### Compito
Nel brano sui motivi del ricorso contro il Comune di Farnese, elenca tutte le norme e tutti i provvedimenti citati con un anno di riferimento.

### Testo da leggere
<<<<

Lamenta il ricorrente il difetto di motivazione sull’interesse pubblico alla riappropriazione dei fondi, in quanto in precedenza il Comune di Farnese aveva stipulato con altri occupanti abusivi “atti di concessione in via conciliativa” definendo con un accordo il contenzioso con costoro.

__10. Eccesso di potere per difetto di motivazione.

Mancherebbe la motivazione in merito all’interesse pubblico alla reintegra, in quanto con deliberazione di G.M. n. 155 del 2003, il Comune di Farnese ha stabilito di procedere al recupero dei frutti indebitamente percetti per 10 anni come corrispettivo per l’occupazione abusiva dei terreni del demanio civico: non vi sarebbe quindi alcun interesse a riappropriarsi dei terreni occupati.

__11. Eccesso di potere per difetto di motivazione.

L’affitto della quota non costituirebbe violazione del divieto di cui all’art 21 comma 3 della L. 1766/27, né violazione delle condizioni alle quali sono state concesse le quote con provvedimento commissariale del 1956.

__12. Eccesso di potere per difetto di motivazione.

>>>>

### Dati forniti
<<<<

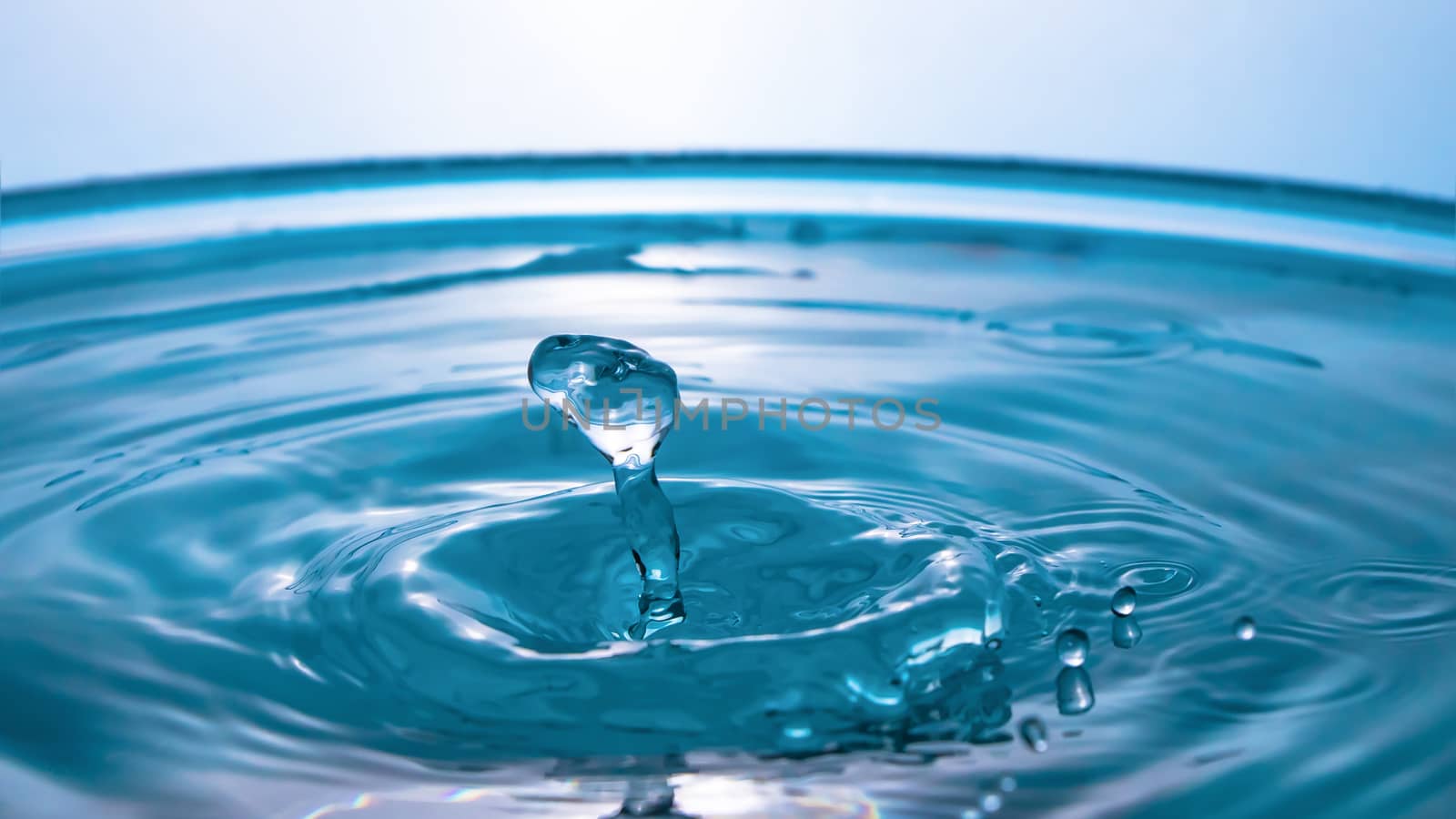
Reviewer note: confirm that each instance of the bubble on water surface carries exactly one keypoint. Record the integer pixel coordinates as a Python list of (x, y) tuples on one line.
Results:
[(1126, 632), (1072, 647), (1244, 629)]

>>>>

### Soluzione
- deliberazione di G.M. n. 155 del 2003
- art 21 comma 3 della L. 1766/27
- provvedimento commissariale del 1956